#### [Task objective]
Put the lines below into a JSON list of strings, one string per line and no blank lines, beginning at the line that contains "point_to marks one point per instance of the curb" and stopping after the line that contains "column 97, row 95".

Pointing and labeling entries:
------

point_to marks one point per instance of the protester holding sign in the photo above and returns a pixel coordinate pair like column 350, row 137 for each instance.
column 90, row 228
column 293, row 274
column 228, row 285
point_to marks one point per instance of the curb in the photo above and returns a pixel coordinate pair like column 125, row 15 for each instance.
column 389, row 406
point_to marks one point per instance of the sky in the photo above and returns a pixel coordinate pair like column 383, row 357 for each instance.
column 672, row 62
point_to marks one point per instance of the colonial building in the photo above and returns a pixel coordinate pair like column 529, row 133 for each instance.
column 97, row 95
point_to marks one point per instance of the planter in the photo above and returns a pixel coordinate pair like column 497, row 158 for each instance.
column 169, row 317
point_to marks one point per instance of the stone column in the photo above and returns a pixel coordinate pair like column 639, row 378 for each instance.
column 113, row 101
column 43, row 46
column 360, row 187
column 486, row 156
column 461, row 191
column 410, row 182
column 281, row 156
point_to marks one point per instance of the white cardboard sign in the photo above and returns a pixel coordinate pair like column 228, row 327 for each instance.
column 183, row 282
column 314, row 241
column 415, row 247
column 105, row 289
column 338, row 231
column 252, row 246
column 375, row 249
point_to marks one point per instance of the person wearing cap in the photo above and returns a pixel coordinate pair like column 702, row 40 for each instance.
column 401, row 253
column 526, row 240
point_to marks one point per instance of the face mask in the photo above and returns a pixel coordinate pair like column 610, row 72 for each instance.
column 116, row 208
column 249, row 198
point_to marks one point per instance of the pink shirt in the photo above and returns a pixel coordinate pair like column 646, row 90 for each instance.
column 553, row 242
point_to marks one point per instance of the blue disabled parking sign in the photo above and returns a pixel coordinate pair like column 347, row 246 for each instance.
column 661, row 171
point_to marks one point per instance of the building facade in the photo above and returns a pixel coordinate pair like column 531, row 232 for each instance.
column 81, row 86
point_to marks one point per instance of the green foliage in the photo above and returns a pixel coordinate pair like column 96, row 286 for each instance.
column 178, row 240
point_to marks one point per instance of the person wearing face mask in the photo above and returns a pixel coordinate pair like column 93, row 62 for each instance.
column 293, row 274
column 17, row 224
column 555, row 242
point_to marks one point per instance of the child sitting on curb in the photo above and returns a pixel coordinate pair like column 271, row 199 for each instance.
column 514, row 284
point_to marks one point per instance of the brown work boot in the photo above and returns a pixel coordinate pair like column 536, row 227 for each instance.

------

#### [Answer for the task]
[
  "point_to marks one point per instance of the curb in the photo above and returns a pixel coordinate pair like column 125, row 15 for each instance.",
  "column 389, row 406",
  "point_to marks one point per instance of the sky in the photo above and returns a pixel coordinate pair like column 383, row 357 for each instance.",
  "column 672, row 62",
  "point_to marks one point per instance of the colonial building in the photo above and returns a pixel coordinate pair like column 529, row 133 for each instance.",
  "column 97, row 95"
]